• [DOCUMENT TEXT]:

** BEGIN **

Owl calls aren’t the only locators that can make a turkey shock gobble, but they might be the most versatile. Hook’s Hoot’n Stick is no exception. This call combines everything you want in a locator call: it’s durable, easy to use, and produces super realistic owl sounds. Plus, it comes in a gorgeous burned osage option, but Hook’s only makes 50 of these per year. If you’re not one of the lucky 50 people to score this call or you prefer a crow call, the Woodhaven Real Crow is another great option.

Best Crow Call: WoodHaven Real Crow



Key Features

  • Birch barrel
  • Loud volume
  • Realistic tones


  • Sounds much better and more realistic than plastic crow calls.


  • Spendy

In my opinion, the crow call should be used as last resort while turkey hunting. If you’re having trouble striking a tom, blasting a loud, aggressive “Caw! Caw! Caw!” just might produce a shock gobble. Once you’ve located the gobbler, you can then move closer and try to call him in with hen calls. If you’re going to use a crow call, you should opt for a quality option like Woodhaven’s Real Crow. This is a wooden call, and the birch barrel gives its richer, more realistic tones than you get out of the cheaper plastic calls. The call comes already tuned, so the only thing you need to do is add air. But  remember, so many hunters overuse crow calls, especially on public lands. Bust this call out sparingly to maximize its effectiveness. —Alex Robinson

How to Choose a Turkey Call

An old cliché holds that the best turkey call is the one that brings a gobbler to the gun. There’s a lot of truth in that. Run properly, any decent call can lure a longbeard to your setup if that bird is in the right mood. However, you never know what sound or even specific vocalizations will work during a hunt, which is why it’s important to have a variety of options. But if you’re a new turkey hunter, a push-button or box might be the best place to start. Either of those are easy to use and make great turkey sounds. If you want a hands free or minimalist approach, buy a multi pack of mouth calls and see which ones you feel confident running. While mouth calls require more practice than other types, you can easily use them when a turkey is in sight with your gun at the ready.  

Start with a few calls that you feel confident running and that can produce a basic yelp. There have been countless turkeys killed with that sound alone, but as you practice and expand your turkey vocabulary, you’ll find the best turkey calls for your specific situation. 

Steve Stoltz with a turkey
Stoltz with a longbeard called-in with Woodhaven modified cutter. Brian Lovett

Honing Your Calls

If you’re new to turkey hunting or calling, focus on your conversation with a gobbler (or hen) instead of struggling to produce the correct rhythm or number of notes. If you’ve listened to real hens cut loose in the woods, then you’ve probably noticed at times that it doesn’t seem like they’re focused on number or rhythm. While those are important, they come with practice, and they’re far easier to master if you’re comfortable and familiar with a turkey call.

** END **

(Pointing dataset excerpts)
** BEGIN **

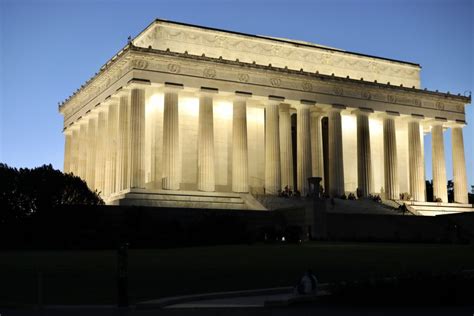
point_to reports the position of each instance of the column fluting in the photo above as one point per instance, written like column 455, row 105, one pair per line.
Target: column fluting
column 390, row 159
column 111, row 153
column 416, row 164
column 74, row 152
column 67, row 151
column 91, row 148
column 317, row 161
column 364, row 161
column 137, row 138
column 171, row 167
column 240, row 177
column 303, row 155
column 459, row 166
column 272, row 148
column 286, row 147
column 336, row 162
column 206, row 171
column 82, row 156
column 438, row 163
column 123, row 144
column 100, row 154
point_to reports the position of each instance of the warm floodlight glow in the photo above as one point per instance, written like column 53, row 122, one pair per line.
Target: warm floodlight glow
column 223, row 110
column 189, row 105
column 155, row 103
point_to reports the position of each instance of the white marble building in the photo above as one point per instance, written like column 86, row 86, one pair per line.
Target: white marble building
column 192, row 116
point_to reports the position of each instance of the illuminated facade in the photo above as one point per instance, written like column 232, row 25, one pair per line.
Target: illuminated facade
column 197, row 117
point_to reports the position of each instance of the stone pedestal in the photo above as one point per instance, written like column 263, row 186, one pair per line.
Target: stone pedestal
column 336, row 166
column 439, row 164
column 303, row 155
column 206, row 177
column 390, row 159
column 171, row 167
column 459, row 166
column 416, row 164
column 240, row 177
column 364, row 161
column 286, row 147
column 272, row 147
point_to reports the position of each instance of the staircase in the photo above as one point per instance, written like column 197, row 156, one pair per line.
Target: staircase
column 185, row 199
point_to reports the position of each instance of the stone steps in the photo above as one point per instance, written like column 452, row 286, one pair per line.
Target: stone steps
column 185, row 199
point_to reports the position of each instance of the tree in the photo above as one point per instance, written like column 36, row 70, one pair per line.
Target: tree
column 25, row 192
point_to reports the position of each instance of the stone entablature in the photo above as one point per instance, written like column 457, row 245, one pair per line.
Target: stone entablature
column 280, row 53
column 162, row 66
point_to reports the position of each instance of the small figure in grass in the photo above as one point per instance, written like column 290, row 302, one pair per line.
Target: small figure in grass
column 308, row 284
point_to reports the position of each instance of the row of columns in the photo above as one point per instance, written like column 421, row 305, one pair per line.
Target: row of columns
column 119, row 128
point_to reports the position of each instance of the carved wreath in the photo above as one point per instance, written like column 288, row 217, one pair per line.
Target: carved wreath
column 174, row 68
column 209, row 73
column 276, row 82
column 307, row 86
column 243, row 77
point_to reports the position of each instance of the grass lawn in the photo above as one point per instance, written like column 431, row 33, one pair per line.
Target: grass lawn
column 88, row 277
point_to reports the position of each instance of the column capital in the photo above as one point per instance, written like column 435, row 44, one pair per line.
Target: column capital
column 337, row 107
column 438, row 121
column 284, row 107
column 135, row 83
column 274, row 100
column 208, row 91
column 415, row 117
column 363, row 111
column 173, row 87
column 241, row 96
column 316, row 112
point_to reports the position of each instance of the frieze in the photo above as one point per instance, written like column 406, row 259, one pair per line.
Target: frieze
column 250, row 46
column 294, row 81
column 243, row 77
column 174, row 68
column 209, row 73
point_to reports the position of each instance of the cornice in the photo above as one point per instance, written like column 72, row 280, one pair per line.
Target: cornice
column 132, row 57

** END **
** BEGIN **

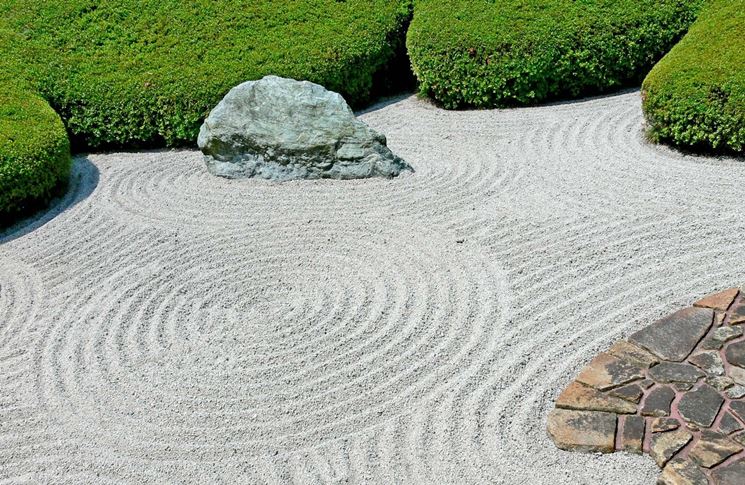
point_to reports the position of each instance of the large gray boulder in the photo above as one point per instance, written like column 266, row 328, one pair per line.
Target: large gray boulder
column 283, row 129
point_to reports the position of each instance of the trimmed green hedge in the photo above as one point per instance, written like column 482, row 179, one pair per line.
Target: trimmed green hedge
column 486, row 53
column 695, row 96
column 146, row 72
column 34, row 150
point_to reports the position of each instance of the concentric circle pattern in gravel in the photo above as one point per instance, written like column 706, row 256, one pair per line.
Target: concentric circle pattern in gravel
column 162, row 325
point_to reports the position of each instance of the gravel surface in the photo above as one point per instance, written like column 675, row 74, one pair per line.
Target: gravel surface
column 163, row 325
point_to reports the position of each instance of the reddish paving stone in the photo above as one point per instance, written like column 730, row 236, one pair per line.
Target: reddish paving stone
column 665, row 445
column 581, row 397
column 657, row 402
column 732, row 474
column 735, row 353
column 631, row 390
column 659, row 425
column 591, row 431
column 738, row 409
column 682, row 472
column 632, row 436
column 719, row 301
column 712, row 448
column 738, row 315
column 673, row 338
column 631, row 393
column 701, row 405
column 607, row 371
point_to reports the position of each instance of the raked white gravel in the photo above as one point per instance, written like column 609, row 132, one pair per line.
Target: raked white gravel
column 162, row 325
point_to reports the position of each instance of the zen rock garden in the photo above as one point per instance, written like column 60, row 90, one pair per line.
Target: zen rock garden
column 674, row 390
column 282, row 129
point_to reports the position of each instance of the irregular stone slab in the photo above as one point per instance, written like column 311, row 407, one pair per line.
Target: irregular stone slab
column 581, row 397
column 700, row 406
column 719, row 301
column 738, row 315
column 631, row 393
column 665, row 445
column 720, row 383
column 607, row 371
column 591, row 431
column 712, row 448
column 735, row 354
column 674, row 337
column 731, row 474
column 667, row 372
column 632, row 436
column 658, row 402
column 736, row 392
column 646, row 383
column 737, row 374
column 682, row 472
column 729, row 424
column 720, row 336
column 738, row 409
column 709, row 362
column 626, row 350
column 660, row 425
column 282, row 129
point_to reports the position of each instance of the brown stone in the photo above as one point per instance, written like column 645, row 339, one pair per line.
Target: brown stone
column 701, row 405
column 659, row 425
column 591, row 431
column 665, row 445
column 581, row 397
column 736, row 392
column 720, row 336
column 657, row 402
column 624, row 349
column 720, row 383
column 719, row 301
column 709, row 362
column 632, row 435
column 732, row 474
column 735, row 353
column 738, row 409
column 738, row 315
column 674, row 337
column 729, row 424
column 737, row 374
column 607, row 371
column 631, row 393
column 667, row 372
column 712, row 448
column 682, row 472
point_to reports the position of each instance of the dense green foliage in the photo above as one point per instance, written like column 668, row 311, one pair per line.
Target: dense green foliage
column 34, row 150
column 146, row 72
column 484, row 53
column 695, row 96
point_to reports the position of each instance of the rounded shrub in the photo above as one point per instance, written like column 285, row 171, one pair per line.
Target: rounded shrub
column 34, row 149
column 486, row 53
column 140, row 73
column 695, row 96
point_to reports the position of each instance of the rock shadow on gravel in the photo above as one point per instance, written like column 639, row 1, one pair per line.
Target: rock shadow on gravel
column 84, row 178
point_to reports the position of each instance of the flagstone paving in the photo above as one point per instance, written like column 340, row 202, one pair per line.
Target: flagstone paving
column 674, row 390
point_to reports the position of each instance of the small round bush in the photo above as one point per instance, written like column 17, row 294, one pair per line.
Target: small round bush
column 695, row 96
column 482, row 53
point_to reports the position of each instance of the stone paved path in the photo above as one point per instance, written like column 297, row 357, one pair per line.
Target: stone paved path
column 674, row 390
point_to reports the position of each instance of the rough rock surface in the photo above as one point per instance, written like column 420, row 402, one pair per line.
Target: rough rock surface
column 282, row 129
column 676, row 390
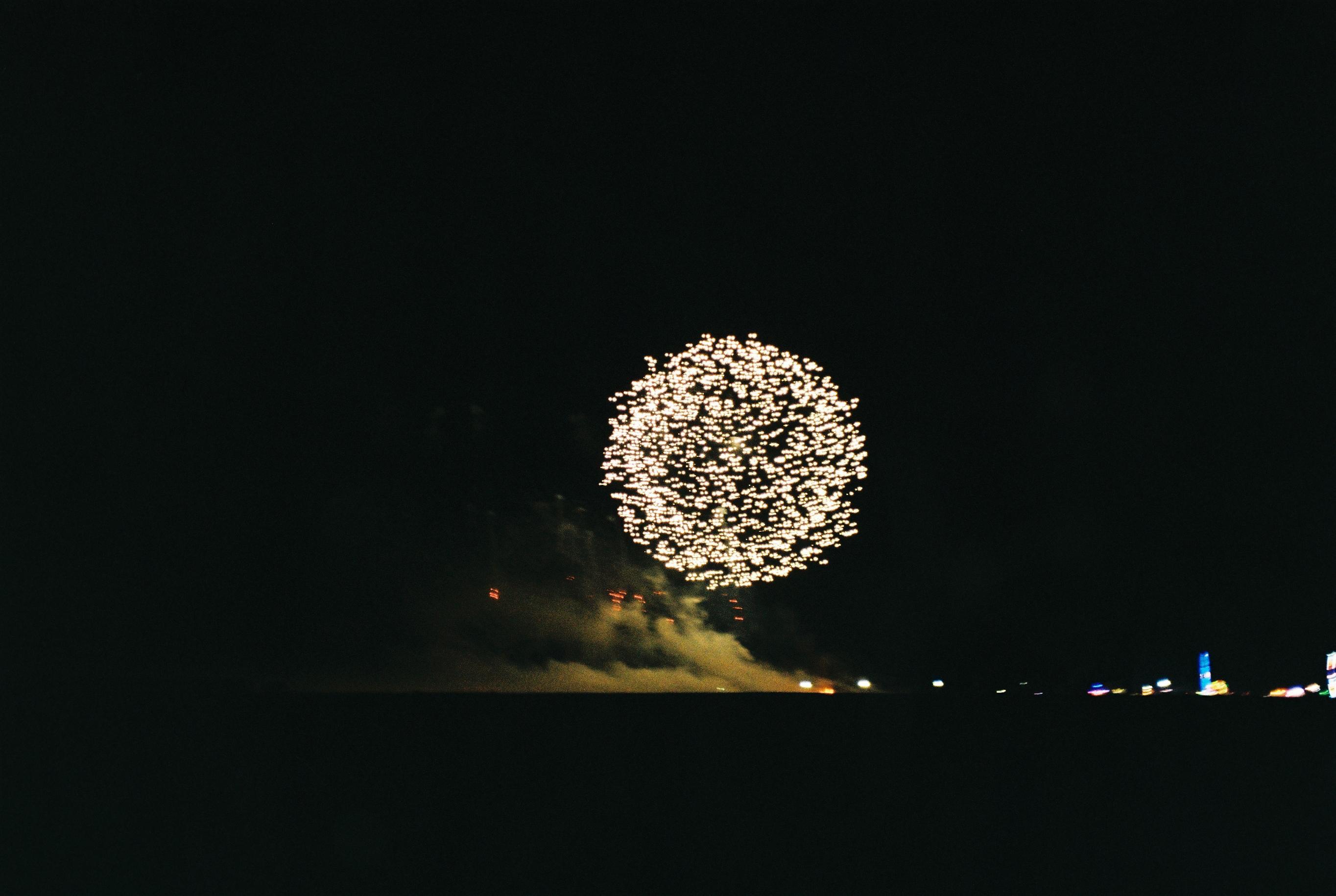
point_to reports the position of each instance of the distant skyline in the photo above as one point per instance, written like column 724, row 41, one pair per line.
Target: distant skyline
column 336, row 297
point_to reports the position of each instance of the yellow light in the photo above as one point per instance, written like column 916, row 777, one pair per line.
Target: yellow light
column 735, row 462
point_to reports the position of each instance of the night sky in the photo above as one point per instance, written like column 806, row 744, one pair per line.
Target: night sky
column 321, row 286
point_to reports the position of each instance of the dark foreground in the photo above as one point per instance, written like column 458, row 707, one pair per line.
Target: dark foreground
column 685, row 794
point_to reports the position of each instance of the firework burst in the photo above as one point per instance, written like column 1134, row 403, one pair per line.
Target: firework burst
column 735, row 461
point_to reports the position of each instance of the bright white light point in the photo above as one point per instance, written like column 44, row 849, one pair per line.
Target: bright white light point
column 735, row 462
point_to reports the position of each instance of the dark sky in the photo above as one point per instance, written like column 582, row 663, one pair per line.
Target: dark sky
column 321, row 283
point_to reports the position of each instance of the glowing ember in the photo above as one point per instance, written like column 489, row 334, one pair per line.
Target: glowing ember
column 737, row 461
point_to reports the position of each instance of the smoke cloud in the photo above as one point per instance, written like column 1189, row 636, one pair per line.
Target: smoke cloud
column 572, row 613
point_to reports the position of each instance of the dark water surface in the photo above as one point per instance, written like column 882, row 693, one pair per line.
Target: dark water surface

** END **
** BEGIN **

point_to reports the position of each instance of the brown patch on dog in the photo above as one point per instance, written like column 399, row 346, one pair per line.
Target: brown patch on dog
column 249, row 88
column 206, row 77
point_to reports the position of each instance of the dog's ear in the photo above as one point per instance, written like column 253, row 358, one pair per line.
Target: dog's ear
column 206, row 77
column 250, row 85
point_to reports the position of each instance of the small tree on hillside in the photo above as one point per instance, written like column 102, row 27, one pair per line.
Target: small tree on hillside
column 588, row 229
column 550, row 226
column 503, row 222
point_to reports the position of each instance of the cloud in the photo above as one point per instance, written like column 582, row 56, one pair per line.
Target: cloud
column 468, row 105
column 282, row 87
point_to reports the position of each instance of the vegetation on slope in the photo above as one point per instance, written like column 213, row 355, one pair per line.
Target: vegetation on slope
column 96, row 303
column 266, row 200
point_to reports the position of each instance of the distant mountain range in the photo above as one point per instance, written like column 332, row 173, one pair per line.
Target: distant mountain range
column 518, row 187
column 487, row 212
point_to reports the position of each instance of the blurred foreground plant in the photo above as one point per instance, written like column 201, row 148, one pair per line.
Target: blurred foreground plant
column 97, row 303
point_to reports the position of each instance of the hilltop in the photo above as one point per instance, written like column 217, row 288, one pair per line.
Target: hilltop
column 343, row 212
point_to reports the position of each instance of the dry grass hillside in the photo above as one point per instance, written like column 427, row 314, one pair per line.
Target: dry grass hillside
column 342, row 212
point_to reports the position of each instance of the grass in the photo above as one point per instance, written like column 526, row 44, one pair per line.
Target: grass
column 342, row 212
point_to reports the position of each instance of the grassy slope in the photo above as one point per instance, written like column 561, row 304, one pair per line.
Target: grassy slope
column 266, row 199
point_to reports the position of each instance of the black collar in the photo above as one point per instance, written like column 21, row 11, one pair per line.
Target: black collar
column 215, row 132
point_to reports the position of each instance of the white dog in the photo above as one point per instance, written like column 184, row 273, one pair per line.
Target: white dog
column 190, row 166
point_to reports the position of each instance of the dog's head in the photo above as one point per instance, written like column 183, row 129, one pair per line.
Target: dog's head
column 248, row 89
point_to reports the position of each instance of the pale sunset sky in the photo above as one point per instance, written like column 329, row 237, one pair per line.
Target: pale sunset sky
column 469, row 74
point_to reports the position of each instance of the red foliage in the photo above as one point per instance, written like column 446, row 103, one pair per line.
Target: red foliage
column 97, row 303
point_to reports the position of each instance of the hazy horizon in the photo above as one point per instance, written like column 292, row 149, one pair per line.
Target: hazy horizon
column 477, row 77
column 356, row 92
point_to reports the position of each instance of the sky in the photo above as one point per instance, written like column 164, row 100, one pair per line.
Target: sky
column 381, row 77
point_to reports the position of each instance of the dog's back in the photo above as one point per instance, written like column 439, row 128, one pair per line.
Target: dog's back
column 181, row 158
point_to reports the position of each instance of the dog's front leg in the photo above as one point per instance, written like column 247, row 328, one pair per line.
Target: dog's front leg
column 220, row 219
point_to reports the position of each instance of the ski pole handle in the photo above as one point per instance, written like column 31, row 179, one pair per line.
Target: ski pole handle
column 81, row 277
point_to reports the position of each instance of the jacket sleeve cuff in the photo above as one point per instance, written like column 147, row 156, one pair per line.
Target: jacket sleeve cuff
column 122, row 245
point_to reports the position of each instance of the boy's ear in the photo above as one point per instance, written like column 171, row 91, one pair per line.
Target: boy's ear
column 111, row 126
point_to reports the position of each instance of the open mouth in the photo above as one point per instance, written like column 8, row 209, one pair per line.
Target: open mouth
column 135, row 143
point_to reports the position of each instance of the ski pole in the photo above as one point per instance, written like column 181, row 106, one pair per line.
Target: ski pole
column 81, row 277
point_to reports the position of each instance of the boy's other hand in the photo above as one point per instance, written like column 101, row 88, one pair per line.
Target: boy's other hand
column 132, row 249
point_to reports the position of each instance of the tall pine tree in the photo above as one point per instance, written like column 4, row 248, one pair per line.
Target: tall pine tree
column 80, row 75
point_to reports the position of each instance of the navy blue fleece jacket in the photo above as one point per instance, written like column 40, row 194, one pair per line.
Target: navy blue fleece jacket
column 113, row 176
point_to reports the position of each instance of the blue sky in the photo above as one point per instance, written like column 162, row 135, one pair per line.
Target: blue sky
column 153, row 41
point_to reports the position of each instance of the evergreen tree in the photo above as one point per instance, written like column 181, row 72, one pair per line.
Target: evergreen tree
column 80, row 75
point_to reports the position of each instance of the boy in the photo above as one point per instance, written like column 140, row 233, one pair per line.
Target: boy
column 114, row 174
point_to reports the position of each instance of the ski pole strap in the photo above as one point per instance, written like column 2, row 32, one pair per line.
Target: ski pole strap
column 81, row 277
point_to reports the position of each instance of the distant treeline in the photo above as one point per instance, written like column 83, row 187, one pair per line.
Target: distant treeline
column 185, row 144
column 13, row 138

** END **

• [WHAT IS BEING ASKED]: Write out the passage of the turkey call guide between "Honing Your Calls" and "a turkey call.", inclusive.

• [EXERCISE OUTPUT]:
Honing Your Calls

If you’re new to turkey hunting or calling, focus on your conversation with a gobbler (or hen) instead of struggling to produce the correct rhythm or number of notes. If you’ve listened to real hens cut loose in the woods, then you’ve probably noticed at times that it doesn’t seem like they’re focused on number or rhythm. While those are important, they come with practice, and they’re far easier to master if you’re comfortable and familiar with a turkey call.